Exercise aim:
Reproduce the listing from its first line through the line that contains "[[256,125],[194,115],[141,85],[0,129],[0,175],[255,175]]", replacing "rubble pile" with "debris heap" and leaving everything else unchanged. Leave the picture out of your answer.

## Start

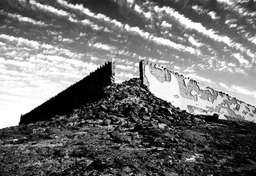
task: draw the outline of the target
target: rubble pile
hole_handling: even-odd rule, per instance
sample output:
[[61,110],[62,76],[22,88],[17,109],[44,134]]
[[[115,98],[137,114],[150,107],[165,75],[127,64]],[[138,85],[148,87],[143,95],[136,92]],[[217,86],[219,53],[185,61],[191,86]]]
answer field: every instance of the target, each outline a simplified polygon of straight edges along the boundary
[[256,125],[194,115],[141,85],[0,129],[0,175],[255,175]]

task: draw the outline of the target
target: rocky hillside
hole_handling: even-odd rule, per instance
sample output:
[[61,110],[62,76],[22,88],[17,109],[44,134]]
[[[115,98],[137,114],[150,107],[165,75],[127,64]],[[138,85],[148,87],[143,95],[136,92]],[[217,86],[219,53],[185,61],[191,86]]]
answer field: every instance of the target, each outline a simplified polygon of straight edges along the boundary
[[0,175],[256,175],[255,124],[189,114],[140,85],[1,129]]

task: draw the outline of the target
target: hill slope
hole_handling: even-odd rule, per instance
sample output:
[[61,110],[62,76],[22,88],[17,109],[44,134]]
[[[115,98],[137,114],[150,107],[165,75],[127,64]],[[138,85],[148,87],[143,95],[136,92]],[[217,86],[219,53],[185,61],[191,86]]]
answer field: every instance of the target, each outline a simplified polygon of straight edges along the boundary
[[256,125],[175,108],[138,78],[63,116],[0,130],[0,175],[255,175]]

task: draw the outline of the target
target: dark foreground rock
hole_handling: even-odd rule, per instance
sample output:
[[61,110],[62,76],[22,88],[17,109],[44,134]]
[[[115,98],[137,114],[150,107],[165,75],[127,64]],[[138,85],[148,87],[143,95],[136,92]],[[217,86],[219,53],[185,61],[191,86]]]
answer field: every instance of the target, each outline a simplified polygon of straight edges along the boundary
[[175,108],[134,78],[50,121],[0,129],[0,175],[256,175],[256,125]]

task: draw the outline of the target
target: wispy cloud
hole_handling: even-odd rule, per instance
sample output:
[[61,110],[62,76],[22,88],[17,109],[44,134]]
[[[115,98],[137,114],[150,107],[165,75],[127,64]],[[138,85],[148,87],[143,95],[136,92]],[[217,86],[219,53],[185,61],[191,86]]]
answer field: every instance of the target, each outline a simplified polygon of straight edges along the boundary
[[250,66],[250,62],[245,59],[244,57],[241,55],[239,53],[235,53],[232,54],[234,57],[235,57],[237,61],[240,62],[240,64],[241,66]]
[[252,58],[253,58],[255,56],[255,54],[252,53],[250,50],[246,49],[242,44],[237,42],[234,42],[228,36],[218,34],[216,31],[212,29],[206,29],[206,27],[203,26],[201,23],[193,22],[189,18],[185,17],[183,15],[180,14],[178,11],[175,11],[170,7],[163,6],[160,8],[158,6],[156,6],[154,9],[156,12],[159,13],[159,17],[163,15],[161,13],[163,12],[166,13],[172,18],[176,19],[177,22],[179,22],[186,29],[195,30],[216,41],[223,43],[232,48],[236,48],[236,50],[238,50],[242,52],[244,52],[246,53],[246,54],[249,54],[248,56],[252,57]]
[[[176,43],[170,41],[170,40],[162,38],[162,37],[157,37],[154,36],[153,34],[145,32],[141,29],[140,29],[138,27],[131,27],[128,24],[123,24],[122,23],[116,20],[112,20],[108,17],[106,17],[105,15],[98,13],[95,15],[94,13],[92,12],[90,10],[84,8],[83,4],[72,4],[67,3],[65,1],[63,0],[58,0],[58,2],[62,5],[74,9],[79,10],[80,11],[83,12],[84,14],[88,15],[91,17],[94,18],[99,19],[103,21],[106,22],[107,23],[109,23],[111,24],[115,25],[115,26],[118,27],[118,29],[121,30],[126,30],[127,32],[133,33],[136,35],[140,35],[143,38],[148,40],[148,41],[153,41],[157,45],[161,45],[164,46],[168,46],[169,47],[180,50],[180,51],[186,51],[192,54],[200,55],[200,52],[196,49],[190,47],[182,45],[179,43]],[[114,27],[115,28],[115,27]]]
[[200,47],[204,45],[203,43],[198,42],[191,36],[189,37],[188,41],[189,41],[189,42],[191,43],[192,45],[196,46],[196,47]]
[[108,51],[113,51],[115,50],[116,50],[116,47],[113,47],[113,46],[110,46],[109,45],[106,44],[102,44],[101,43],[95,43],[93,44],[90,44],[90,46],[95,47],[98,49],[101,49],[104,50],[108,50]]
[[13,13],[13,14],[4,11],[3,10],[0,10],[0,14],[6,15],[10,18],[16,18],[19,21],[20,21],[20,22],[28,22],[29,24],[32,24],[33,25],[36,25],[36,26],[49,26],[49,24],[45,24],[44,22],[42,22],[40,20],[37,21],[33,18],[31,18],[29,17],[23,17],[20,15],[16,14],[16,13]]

## End

Answer to this problem:
task: draw the outline of the target
target: debris heap
hole_handling: even-odd rule, per instance
sample output:
[[61,110],[62,76],[22,88],[17,109],[44,134]]
[[[115,98],[137,114],[150,107],[165,75],[127,64]],[[138,85],[148,87],[143,95],[136,92]],[[217,86],[219,53],[185,61],[191,86]]]
answer field: every instance of the target, each outline a simplified polygon of straight edges along the boundary
[[256,125],[194,115],[141,85],[0,129],[0,175],[255,175]]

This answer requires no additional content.